_Texto_
┄┄┄┄┄┄

As cores rodeiam o nosso mundo. Mas será que elas realmente têm algum poder sobre nós?

Provavelmente você já escutou frases como “o azul proporciona sensação de calmaria”, “o laranja de alegria” ou “as cores influenciam como vemos o mundo”, mas será que isso é verdade? As cores realmente têm algum poder sobre nós? É isso que vamos entender melhor nesta reportagem do Laboratório.

 

O processo físico das cores

“As cores são características perceptuais, ou seja, dependem da interação de certos comprimentos de onda eletromagnética com os nossos olhos que têm células para detectá-los”, afirma o professor Marcelo Fernandes da Costa, do Instituto de Psicologia da Universidade de São Paulo (IP-USP). 

As cores são determinadas por frequências específicas da luz, e o que enxergamos é o espectro que foi refletido por determinado corpo. Por exemplo, ao iluminarmos um corpo verde com luz branca (que é a somatória de todas as cores), a luz verde será refletida, enquanto as outras tonalidades de cores serão absorvidas. No caso da cor preta, o que ocorre é a ausência de luz. 

Uma das experiências mais famosas envolvendo as cores é do físico Isaac Newton, que mostrou através de um prisma a decomposição da luz solar (luz branca), provando que ela é a soma das cores do arco-íris (vermelho, alaranjado, amarelo, verde, azul, anil e violeta): 

Prisma mostrando a decomposição da luz.
Prisma mostrando a decomposição da luz. [Imagem: Reprodução/Brasil Escola]

 

Como podemos observar na imagem, a cor violeta apresenta um comprimento de onda menor e uma frequência maior e, portanto, sofre um desvio maior, já com a cor vermelha ocorre o inverso: maior comprimento de onda, menor frequência e menor desvio.

É interessante destacar que cada ser vivo tem diferentes receptores para captar a luz e, por isso, nem toda onda que nós — seres humanos — identificamos como luz, também é para outra espécie.

No olho humano, a retina é a responsável pela formação das imagens e nela existem dois tipos de fotorreceptores: cones e bastonetes. O primeiro é o responsável por identificarmos as diferentes tonalidades que enxergamos. Existem três tipos de cones: o L (“long” — longo) responsável por captar os comprimentos de onda longos, que ficam na faixa do vermelho; o M (“medium” — médio) capta as ondas da faixa do verde; e o S (“short” — curto) que detecta os comprimentos na faixa do azul. A combinação entre elas é responsável por formar as cores e tons que conseguimos enxergar.

┄┄┄┄┄┄

_O que fazer_
**1.** Responda com base no texto:
(a) Que instrumento Isaac Newton usou para mostrar a decomposição da luz solar?
(b) O que ocorre no caso da cor preta?
(c) Que tipo de cone capta as ondas da faixa do verde?
**2.** Por favor, transcreva do texto o trecho que começa nas palavras "As cores rodeiam" e termina logo após as palavras "reportagem do Laboratório.".
Responda com base apenas no texto.

┄┄┄┄┄┄

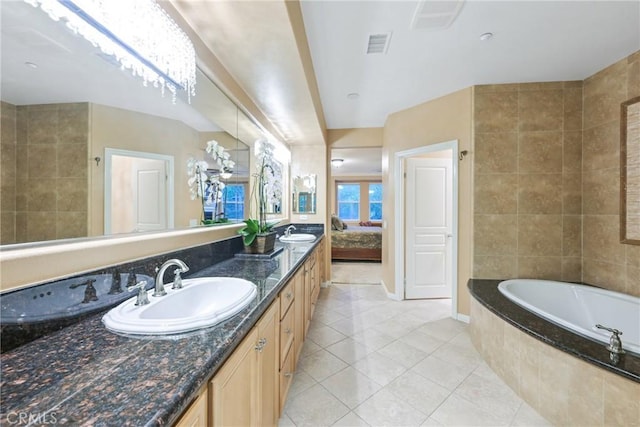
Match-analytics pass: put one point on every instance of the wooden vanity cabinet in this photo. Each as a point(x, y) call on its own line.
point(197, 413)
point(244, 389)
point(251, 388)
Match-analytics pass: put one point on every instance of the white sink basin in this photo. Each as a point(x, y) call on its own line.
point(201, 303)
point(299, 237)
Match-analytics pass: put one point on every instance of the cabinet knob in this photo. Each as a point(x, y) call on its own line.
point(262, 342)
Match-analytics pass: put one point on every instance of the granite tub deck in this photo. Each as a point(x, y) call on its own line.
point(486, 292)
point(86, 375)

┄┄┄┄┄┄

_Respostas por tarefa_
**1.**
(a) Um prisma.
(b) A ausência de luz.
(c) O cone M ("medium" — médio).

**2.**
As cores rodeiam o nosso mundo. Mas será que elas realmente têm algum poder sobre nós?

Provavelmente você já escutou frases como “o azul proporciona sensação de calmaria”, “o laranja de alegria” ou “as cores influenciam como vemos o mundo”, mas será que isso é verdade? As cores realmente têm algum poder sobre nós? É isso que vamos entender melhor nesta reportagem do Laboratório.